§ **What you have to do**
Look for the word "with" in the material below. Copy each line that has it.

§ **Information shown**
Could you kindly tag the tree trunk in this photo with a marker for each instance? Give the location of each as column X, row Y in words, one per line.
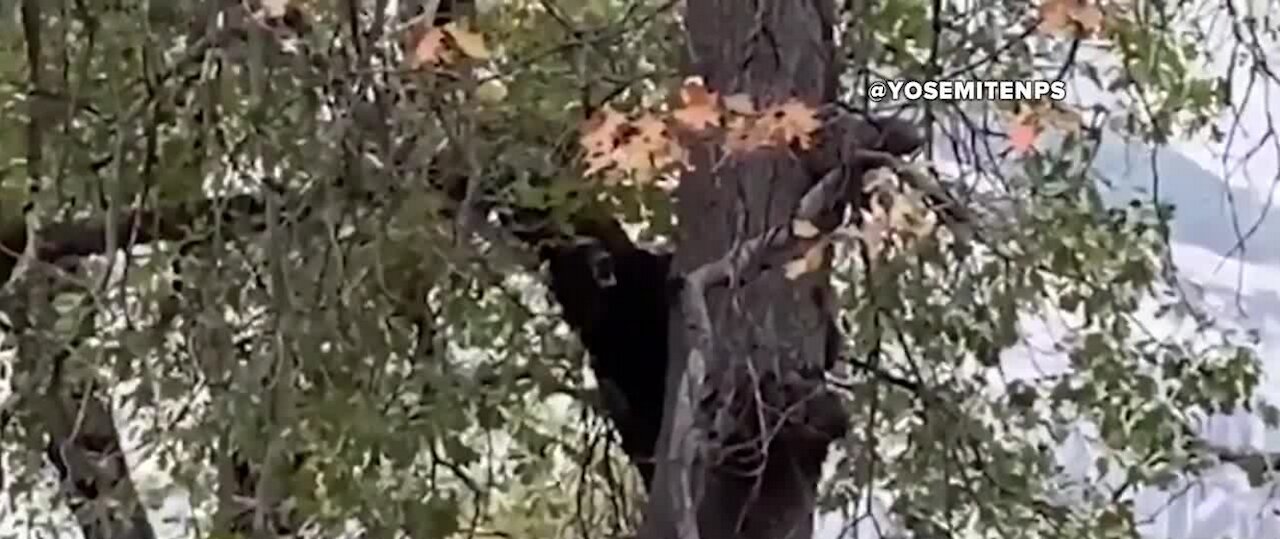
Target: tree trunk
column 748, row 416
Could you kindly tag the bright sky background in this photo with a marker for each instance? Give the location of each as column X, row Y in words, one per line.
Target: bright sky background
column 1244, row 288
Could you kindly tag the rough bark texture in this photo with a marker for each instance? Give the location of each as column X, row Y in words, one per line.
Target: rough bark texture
column 754, row 465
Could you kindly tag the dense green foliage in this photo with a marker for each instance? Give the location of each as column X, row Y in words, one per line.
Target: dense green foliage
column 416, row 365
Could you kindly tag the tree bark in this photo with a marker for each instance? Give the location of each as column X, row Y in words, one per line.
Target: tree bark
column 748, row 416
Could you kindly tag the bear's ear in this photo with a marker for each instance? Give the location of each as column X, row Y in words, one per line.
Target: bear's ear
column 602, row 268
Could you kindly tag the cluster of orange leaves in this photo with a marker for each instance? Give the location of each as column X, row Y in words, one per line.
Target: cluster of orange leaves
column 442, row 45
column 647, row 145
column 897, row 217
column 1070, row 17
column 1074, row 18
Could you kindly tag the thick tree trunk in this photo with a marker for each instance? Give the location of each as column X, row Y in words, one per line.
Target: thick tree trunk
column 749, row 462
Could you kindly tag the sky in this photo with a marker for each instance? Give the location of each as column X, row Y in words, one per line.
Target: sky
column 1210, row 195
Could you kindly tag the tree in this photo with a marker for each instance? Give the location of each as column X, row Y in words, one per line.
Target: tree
column 312, row 215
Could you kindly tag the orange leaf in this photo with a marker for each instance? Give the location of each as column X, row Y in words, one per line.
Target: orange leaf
column 429, row 49
column 1057, row 17
column 791, row 120
column 698, row 105
column 471, row 44
column 1023, row 133
column 648, row 146
column 600, row 138
column 810, row 261
column 274, row 9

§ **Answer to the exercise**
Could you kindly tag the tree trunk in this photo with a marker for each instance? Give the location of each as column X, row Y in words, one per line.
Could you kindly tag the bright sky background in this photo with a marker for each instance? Give the location of each as column X, row Y in words, one per line.
Could you kindly tag the rough bark texture in this photo with a marker for each instance? Give the location of each as column X, row Y in words, one per line.
Could you kindly tag the dense green foliage in this photo with a marker for each instance? Give the location of each as column X, row Y in words, one per line.
Could you kindly tag the tree bark in this photo with a marker for each instance? Give the location of each as column X, row Y in words, one per line.
Could you kindly tag the bear's ear in this photo with a marker for each instance? Give the location of each as column X, row Y in words, one per line.
Could you kindly tag the cluster of orange leaves in this photo with a marker for each instance? Give the location of each as column X, row Y in words, one per line.
Could you kindly tag the thick tree trunk in this photo with a marker for each instance? Give the location of each as column X, row Y in words, one per line.
Could you kindly tag the sky in this photo with a marker for each instance? Give the location of each as column X, row Y in words, one per line.
Could you kindly tag the tree in this photo with a marker for each instance? Give the location of each as column X, row Y in words, one per line.
Could you kindly tag the orange leaf in this photo with a marker for each instance? Give the location of each as column X, row Y in words, one per line.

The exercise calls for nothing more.